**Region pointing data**
_____

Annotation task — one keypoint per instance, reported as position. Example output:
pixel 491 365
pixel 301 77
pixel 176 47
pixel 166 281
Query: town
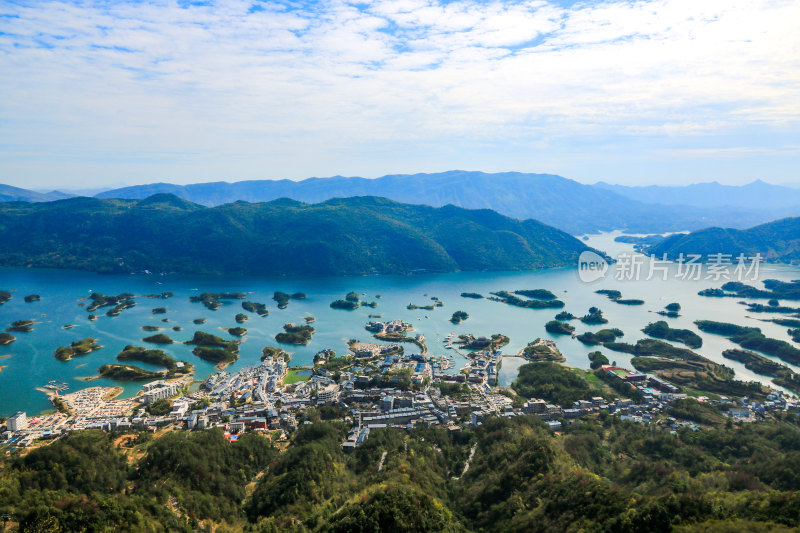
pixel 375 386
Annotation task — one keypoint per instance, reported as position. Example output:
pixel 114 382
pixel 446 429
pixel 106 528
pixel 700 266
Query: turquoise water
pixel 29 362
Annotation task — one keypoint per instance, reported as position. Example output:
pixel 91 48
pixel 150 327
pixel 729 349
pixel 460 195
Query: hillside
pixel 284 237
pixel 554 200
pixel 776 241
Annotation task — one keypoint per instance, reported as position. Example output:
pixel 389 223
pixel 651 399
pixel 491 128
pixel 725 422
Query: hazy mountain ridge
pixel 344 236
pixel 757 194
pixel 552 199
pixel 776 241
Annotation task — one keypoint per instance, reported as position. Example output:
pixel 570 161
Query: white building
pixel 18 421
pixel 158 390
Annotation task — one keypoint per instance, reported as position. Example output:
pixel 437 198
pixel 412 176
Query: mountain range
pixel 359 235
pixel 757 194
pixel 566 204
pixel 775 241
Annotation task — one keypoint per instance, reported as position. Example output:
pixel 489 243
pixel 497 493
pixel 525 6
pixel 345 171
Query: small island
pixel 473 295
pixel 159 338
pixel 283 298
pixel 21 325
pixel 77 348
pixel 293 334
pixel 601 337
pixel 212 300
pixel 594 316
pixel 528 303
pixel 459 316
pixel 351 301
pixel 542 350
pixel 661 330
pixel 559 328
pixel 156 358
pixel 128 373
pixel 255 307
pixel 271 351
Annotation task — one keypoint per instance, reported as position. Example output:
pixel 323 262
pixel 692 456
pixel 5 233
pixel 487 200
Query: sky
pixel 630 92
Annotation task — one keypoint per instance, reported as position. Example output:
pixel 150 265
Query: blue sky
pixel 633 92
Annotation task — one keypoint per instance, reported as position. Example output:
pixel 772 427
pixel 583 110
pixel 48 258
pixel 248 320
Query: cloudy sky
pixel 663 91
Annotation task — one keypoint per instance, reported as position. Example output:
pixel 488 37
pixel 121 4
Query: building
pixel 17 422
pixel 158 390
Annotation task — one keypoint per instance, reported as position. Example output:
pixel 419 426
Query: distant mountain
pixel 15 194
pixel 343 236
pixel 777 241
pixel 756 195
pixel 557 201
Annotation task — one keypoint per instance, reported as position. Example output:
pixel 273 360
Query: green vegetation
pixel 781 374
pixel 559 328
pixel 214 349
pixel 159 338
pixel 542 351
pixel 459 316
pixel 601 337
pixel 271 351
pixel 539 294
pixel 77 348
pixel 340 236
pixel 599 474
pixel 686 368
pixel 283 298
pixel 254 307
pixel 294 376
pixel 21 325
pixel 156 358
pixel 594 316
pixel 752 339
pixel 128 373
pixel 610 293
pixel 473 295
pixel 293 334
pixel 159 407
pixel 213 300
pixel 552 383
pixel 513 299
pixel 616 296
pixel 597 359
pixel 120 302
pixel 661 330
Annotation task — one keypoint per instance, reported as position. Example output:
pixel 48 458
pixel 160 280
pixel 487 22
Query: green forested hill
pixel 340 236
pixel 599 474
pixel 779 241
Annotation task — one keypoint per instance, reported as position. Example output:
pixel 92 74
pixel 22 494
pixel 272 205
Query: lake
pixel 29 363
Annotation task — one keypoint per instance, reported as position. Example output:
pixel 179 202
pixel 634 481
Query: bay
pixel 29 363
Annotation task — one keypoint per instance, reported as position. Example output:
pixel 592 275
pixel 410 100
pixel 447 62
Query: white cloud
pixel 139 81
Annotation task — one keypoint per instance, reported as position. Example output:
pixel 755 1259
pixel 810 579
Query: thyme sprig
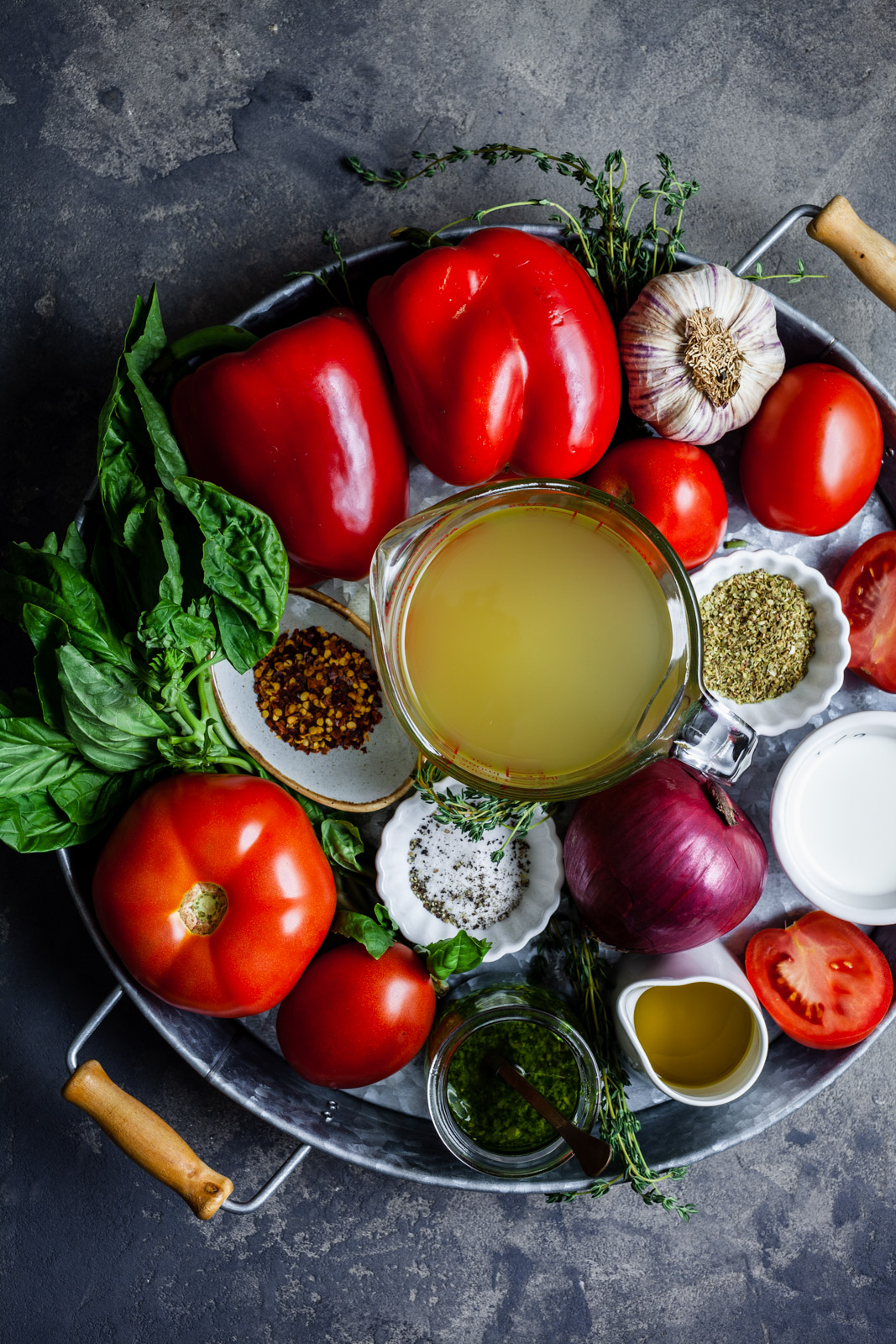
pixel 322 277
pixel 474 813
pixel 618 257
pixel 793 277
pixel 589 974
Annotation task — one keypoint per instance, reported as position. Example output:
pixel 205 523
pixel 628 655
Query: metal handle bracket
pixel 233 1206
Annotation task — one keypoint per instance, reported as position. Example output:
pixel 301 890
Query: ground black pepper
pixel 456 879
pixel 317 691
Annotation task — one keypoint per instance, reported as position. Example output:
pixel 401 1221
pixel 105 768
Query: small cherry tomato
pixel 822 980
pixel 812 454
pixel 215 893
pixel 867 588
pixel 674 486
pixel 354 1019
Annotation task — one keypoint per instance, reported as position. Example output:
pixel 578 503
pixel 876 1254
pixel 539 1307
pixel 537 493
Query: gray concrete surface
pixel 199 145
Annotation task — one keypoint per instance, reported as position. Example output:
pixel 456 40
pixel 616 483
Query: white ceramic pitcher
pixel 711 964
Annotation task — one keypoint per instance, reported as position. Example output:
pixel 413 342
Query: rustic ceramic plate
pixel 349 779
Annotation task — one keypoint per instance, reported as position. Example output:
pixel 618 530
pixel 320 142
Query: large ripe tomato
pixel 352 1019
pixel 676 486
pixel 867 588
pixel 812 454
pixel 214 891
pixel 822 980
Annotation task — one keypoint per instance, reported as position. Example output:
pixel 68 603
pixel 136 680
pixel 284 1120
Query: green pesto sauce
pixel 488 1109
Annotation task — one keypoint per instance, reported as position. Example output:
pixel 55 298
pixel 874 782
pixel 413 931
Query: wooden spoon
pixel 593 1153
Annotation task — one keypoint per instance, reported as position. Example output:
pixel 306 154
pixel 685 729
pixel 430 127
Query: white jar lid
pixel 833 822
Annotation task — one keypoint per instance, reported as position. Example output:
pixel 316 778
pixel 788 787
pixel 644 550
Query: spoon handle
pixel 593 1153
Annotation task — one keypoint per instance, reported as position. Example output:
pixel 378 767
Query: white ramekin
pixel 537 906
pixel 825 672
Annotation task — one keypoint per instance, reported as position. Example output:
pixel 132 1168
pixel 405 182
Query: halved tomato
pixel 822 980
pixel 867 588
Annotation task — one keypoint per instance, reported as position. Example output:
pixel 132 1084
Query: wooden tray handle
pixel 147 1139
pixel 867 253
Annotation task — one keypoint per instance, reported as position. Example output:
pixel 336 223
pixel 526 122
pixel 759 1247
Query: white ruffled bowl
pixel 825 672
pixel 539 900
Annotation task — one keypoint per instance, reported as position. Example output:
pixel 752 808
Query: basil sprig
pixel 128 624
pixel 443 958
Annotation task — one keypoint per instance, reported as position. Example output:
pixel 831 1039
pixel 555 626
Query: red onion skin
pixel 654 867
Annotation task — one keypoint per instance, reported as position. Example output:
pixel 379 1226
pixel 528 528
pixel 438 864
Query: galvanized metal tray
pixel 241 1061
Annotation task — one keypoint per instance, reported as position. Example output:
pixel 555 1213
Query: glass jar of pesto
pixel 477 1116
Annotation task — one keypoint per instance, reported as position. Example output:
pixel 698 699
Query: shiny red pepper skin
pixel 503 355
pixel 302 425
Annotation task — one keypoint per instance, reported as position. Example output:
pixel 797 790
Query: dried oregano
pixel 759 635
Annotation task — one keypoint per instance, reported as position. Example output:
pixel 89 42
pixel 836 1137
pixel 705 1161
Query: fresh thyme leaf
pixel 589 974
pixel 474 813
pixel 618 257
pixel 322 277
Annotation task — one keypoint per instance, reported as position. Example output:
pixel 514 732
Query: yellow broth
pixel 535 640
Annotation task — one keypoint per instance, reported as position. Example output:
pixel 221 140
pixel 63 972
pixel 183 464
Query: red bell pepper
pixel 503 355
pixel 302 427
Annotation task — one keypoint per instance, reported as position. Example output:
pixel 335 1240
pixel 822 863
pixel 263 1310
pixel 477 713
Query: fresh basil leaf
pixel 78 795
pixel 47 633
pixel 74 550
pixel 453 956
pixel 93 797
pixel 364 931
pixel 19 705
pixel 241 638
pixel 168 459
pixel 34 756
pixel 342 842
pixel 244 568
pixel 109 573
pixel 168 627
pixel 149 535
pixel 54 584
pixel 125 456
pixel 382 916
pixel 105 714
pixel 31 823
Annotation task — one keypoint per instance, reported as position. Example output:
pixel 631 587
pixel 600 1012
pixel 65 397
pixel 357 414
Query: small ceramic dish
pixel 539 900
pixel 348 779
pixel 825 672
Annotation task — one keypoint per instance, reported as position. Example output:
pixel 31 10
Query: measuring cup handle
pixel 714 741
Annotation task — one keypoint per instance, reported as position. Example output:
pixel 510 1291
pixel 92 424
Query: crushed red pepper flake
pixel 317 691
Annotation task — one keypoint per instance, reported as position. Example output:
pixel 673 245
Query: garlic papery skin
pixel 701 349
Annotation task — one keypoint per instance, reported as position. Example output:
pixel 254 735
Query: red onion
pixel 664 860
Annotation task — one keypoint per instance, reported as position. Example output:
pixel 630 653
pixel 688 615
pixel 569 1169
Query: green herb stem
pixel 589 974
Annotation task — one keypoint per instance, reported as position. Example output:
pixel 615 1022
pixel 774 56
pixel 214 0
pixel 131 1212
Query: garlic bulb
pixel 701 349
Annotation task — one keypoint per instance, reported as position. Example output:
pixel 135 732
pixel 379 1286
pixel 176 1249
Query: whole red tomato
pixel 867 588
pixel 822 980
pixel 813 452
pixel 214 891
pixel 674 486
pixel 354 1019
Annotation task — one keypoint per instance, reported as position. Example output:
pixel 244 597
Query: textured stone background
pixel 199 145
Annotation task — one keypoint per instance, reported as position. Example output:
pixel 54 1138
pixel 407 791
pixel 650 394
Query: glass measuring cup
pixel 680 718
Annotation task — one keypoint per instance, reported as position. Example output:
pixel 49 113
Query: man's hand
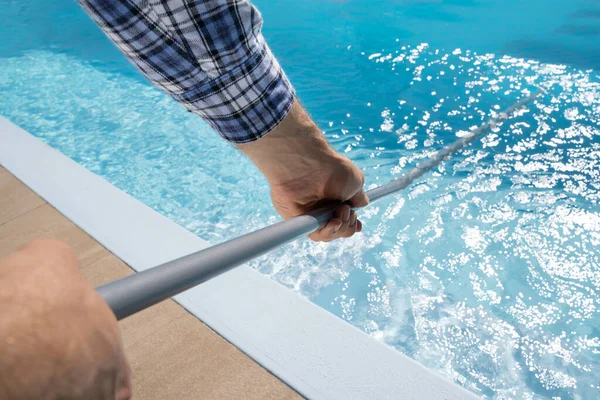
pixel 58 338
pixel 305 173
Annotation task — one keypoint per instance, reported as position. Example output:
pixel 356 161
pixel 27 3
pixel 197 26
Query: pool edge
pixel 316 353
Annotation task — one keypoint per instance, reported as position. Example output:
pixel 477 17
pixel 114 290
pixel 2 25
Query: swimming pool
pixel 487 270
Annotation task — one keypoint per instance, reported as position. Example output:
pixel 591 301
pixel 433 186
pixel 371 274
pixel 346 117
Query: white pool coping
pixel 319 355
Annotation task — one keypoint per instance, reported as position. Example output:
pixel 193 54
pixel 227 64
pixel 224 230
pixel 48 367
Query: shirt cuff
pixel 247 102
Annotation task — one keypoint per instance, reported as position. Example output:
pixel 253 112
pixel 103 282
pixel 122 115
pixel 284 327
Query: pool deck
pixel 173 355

_____

**ABOUT THIS EXERCISE**
All lines in the data above from the one with "pixel 460 195" through the one with "pixel 725 422" must be repeated exactly, and no others.

**RESPONSE BOX**
pixel 460 195
Query: hillside
pixel 284 237
pixel 554 200
pixel 776 241
Annotation task — one keypoint per instance, reported as position. Example output:
pixel 389 223
pixel 651 399
pixel 491 128
pixel 725 422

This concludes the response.